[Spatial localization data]
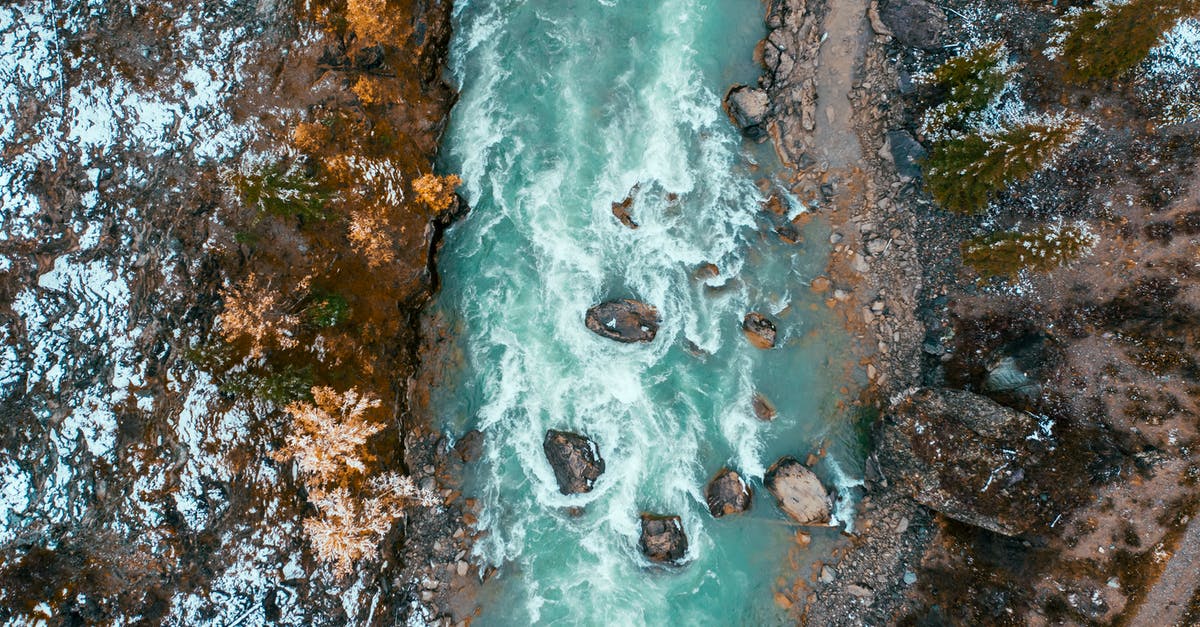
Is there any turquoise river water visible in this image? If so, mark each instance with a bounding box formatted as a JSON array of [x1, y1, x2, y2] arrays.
[[430, 0, 865, 623]]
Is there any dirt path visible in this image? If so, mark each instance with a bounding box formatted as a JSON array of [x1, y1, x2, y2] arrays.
[[812, 0, 868, 169], [1130, 513, 1200, 627]]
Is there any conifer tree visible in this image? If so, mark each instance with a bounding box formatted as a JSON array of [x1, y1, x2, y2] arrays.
[[961, 223, 1096, 279], [1050, 0, 1200, 84], [925, 117, 1082, 213], [923, 42, 1015, 134]]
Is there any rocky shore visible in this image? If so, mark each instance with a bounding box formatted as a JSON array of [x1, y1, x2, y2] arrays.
[[733, 0, 1200, 623]]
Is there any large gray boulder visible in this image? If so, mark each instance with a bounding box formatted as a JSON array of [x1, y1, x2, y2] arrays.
[[887, 130, 927, 179], [543, 430, 605, 494], [876, 388, 1043, 535], [765, 457, 832, 525], [723, 84, 771, 141], [879, 0, 947, 50], [638, 514, 688, 564], [585, 299, 660, 343]]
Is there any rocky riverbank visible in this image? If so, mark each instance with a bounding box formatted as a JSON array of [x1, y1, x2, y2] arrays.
[[735, 0, 1200, 623]]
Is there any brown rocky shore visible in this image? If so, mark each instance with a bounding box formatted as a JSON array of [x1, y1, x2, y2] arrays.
[[728, 0, 1200, 623]]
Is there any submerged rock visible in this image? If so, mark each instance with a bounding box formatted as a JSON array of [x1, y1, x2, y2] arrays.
[[878, 0, 947, 49], [765, 457, 832, 525], [585, 299, 660, 343], [876, 388, 1043, 535], [742, 312, 777, 349], [692, 262, 720, 282], [543, 430, 605, 494], [706, 468, 753, 517], [723, 84, 770, 141], [454, 429, 484, 463], [752, 392, 777, 421], [638, 513, 688, 564]]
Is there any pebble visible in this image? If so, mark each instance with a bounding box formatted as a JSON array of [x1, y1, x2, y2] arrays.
[[456, 560, 469, 577], [903, 571, 917, 585], [820, 566, 836, 583], [830, 232, 844, 244], [846, 584, 873, 598]]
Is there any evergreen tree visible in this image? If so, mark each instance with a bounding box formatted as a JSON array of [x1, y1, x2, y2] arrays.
[[961, 223, 1096, 279], [231, 162, 329, 221], [924, 117, 1081, 213], [1051, 0, 1200, 84], [923, 42, 1015, 134]]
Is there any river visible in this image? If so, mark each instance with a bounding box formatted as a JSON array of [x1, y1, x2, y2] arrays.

YOUR TASK
Leave out the pictures and give the rest of the records again exactly.

EXERCISE RESULT
Is there any turquoise river water visible in this image? If so, mark each instance with a bounding box formatted as a JSON array of [x1, y1, x2, y2] arrays.
[[430, 0, 865, 623]]
Is there any dirt path visible in this image? If so, mark each instance with a bounding box formatted as a JSON array of [x1, y1, x2, y2] arrays.
[[812, 0, 868, 169], [1130, 513, 1200, 627]]
Is there any conifer tree visible in this image? If so, mark each instance with a bounding box formatted as a JSON array of [x1, y1, x2, y2] arrays.
[[961, 223, 1096, 279], [1050, 0, 1200, 84], [925, 117, 1082, 213], [923, 42, 1015, 134]]
Is there any rocky shore visible in this image? If so, mark each instance with a bounding box formatted as a JSON array of [x1, y1, x2, y2] arrays.
[[733, 0, 1200, 623]]
Is there any large gray boulder visible in this image? If so, mark each instance with a bounding box formatted as a JSON array of [x1, y1, x2, y2] arrays.
[[887, 130, 927, 179], [543, 430, 605, 494], [876, 388, 1043, 535], [765, 457, 832, 525], [723, 84, 771, 141], [879, 0, 947, 50], [638, 514, 688, 564], [585, 299, 660, 343]]
Is there any rocky riverbank visible in this image? If so, mark each instance with a bounding box formatted as a JSON array of [x1, y1, x2, y2] arrays.
[[735, 0, 1200, 623]]
Is there any brown rocky shore visible in this image? If so, mark each instance with a bounding box formatted as a JSON array of [x1, y1, x2, y2] arrays.
[[728, 0, 1200, 623]]
Is there any submerged rock visible in this image? If so, mark each instance with a bounding box formatted as a JSON array of [x1, y1, x2, y2] arrays.
[[878, 0, 947, 49], [765, 457, 832, 525], [585, 299, 660, 343], [876, 388, 1043, 535], [742, 312, 777, 349], [692, 262, 720, 282], [543, 430, 605, 494], [706, 468, 753, 517], [723, 84, 770, 141], [454, 429, 484, 463], [752, 392, 777, 421], [638, 513, 688, 564]]
Is there any pebble visible in this image? If so, mark each instance with a bounding box formatted as a JSON array of [x1, y1, x2, y2] arrays.
[[456, 560, 469, 577], [903, 571, 917, 585], [820, 566, 836, 583], [830, 232, 844, 244], [846, 584, 873, 598]]
Is there any evergreen tree visible in this image? If so, mark each instance with a bounding box formatted as a JSON array of [x1, y1, x2, y2] arrays.
[[961, 223, 1096, 279], [231, 162, 329, 221], [924, 117, 1081, 213], [1051, 0, 1200, 84], [923, 42, 1015, 134]]
Is there any river visible in this image? If so, mark each instance with a bounding box formatted as a JSON array of [x1, y1, x2, y2] arrays.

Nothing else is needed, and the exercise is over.